[RECORD SET — start]
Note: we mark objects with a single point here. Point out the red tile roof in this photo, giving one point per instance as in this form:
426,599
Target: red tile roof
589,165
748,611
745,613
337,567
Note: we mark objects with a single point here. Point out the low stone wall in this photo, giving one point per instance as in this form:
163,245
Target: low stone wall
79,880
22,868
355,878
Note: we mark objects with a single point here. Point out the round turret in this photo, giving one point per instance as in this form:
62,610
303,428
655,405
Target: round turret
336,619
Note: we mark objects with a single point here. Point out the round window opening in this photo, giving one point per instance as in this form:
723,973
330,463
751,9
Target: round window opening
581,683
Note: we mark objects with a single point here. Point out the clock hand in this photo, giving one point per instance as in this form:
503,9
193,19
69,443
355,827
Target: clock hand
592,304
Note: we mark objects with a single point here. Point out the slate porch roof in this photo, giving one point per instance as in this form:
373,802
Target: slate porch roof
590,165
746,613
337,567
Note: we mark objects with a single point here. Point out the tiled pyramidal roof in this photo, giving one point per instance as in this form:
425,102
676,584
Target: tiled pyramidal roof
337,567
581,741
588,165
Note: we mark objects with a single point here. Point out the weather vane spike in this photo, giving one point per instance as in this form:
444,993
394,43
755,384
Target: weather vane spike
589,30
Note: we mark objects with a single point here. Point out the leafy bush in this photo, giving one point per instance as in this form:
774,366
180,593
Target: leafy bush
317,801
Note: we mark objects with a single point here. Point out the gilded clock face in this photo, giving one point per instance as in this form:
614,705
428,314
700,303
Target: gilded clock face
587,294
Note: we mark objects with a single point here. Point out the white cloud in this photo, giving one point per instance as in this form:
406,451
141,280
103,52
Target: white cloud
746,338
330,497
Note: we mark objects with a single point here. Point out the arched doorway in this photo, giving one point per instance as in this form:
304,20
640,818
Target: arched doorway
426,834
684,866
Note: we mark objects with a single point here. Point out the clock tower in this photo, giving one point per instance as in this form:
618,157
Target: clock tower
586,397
[RECORD SET — finish]
TASK ITEM
Every record, copied exactly, is the expected answer.

EXERCISE RESPONSE
Note: we mark objects with a single point here. Point out the red tile roof in this photo, giving one point per instance as in this form:
426,599
Target: red tile roof
589,165
748,611
745,613
337,567
Note: we mark objects with a single point here. Point out the low stone wall in this photo, giving one point per instance as in this form:
163,245
Target: low stone wall
79,880
22,868
355,878
Note: we mark objects with a single point here. Point out the round turret in this photo, giving one point per instance as in this form:
62,610
303,428
655,405
Target: round turret
336,619
Note: we mark objects with a single point here. Point out the round window opening in this photo, giving one point per instance as in this form:
723,973
330,463
751,9
Target: round window opening
581,683
Note: we mark objects with a single point here. Point out the clock hand in this photo, giving one point per instance as in this form:
503,9
193,19
69,443
355,827
Target: clock hand
592,304
Note: we mark objects with a single point here. Point out the slate porch roof in this photo, giving one point per instance as in this form:
373,802
Target: slate porch roof
590,165
746,613
337,567
Note: we mark objects with a single point here. Point out the tiled pyramidal roof in this photo, giving one point per instance as in this form:
425,102
676,584
Target: tiled pyramidal roof
337,567
581,741
588,165
Note: we mark objects with a single point here. Point out the weather vane spike in this photo, giving one point per instance as in this form:
444,993
394,43
755,384
Target: weather vane spike
589,30
Note: we mark objects with a single point here. Point out the leafy bush in this photo, giving one point per instance as in this form:
774,366
180,593
Target: leafy bush
317,801
Note: we mark objects with a single point here. Point out the gilded clock face in this photo, giving one point per instance as in this form:
614,705
428,314
700,303
Target: gilded clock face
587,294
Note: we mark objects with a single point here. Point out the white cloud in this photo, giving one point per instance as in this form:
406,451
141,280
103,52
Target: white cloud
746,338
330,497
Note: we mark objects with a single point here. Point out the arched doorway in this photo, giving one point per instance as in this form:
304,20
640,818
Target: arched doorway
426,834
684,866
Note: we mark objects with a single point here. Point out the clock tower in this photo, giving one point per instance as in this form:
618,157
Target: clock tower
586,397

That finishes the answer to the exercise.